___ Text passage ___
In the embodiments in which the value M and N is large, it may utilize a low-overhead option, for example, by associating to each TRP just the panel with the strongest channel, thus reporting just M values (instead of M*N). Besides, as an example, in case the terminal device 110 probes multiple beams, the reported estimated SNRs could also be for each beam.

As a further example, the mode indication of uplink transmission may comprise performance indicators for the FDM transmission modes. For example, in the example embodiments where achievable SNRs for the FDM transmission modes are applied, the reported estimated SNRs may also be for each beam in case the terminal device 110 probes multiple beams.

Alternatively or additionally, the mode indication of uplink transmission may comprise an RV indication for the second FDM transmission mode, if the second FDM transmission mode (for example, the FDM-B) is preferred. In this case, if the terminal device 110 suggests the second FDM transmission mode, the terminal device 110 may add also an indication about the RVs to be used by the two TRPs. For example, the terminal device 110 may suggest using the same RV to implement CC, in case the SNRs estimated using the at least two reference signals are both rather low. On the contrary, the terminal device 110 may suggest using different RVs to implement IR, in case the SNRs estimated using the at least two reference signals are both rather high.

As another example, in the cases where IR is used, the terminal device 110 may also suggest specific RVs to be used. As the order of RVs may have an impact on the performance for certain SNR conditions, it may be better to transmit two self-decodable RVs, for example, RV0 and RV3, while in other SNR conditions it may be better to transmit one self-decodable RV and one with additional parity bits, for example, RV0 and RV2.
___ Records ___
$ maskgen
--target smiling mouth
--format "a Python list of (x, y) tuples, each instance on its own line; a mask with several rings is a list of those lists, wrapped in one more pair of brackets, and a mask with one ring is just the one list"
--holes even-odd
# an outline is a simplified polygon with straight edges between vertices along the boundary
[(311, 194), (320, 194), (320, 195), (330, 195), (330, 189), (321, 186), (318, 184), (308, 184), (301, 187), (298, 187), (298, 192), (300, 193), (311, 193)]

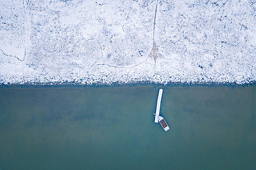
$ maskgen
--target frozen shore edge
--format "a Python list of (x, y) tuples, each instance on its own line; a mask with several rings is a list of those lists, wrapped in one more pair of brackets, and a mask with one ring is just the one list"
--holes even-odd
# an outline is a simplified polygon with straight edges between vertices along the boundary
___
Things to do:
[A] Return the stretch of the passage on uplink transmission modes from "As a further" through "probes multiple beams.", copied without changes.
[B] Extend the passage on uplink transmission modes, picking up after its last sentence.

Task results:
[A]
As a further example, the mode indication of uplink transmission may comprise performance indicators for the FDM transmission modes. For example, in the example embodiments where achievable SNRs for the FDM transmission modes are applied, the reported estimated SNRs may also be for each beam in case the terminal device 110 probes multiple beams.

[B]
In some example embodiments, the RV indication may be done with either an implicit or an explicit signaling. For implicit feedback, it is allowed to have a single bit set to, for example, 0 when the same RV should be transmitted and, for example, 1 when different RVs should be transmitted, or vice versa. For the cases where different RVs should be transmitted, the specific RV to be used may then be selected by considering a default order, for example, the order used in HARQ (RV0, RV2, RV3, RV1). With the explicit feedback, the terminal device 110 may directly signal the specific RV to be transmitted.

In some example embodiments, whether the FDM-B needs to be evaluated considering a) only the same RV or b) only different RVs or c) both same and different RVs may be configured by the network device 120. For example, the above-mentioned configuration message from the network device 120 may also comprise the information indicating what kind of RV(s) to be considered when using the FDM-B.

As another example, the terminal device may also suggest a pair of beams to be used together with the preferred FDM transmission mode. For a further example, the terminal device 110 may indicate the preference for the pair of beams to be used for the first FDM transmission mode is the pair of (TRP1-beam #1, TRP2-beam #2), or the terminal device 110 may indicate the preference for the pair of beams to be used for the second FDM transmission mode is the pair of (TRP1-beam #3, TRP2-beam #4).

In some example embodiments, after receiving the mode indication of uplink transmission for m-TRP, the network device 120 may determine whether to use the preferred FDM transmission mode as indicated by the mode indication of uplink transmission. In other words, the network device 120 may decide whether to keep the current transmission mode or switch to the transmission mode suggested by the terminal device 110.

In some example embodiments, the network device 120 may determine to use the preferred FDM transmission mode, and may transmit, to the terminal device 110, an indication to use the preferred FDM transmission mode. After receiving, from the network device 120, the indication to use the preferred FDM transmission mode, the terminal device 110 may then switch to the preferred one of FDM transmission modes. Then, the network device 120 may perform an uplink reception in the preferred FDM transmission mode based on the determination that the preferred FDM transmission mode is used.

The indication to use the preferred FDM transmission mode may be transmitted by, for example, a physical layer signaling, that is, L1 signaling. In this case, the indication may be transmitted within PDCCH. As another example, the indication to use the preferred FDM transmission mode may be transmitted by a MAC CE or an RRC signaling. Considering the dynamic nature of the channel and the required updates of the FDM schemes, the transmission of the indication by the L1 may be a better choice.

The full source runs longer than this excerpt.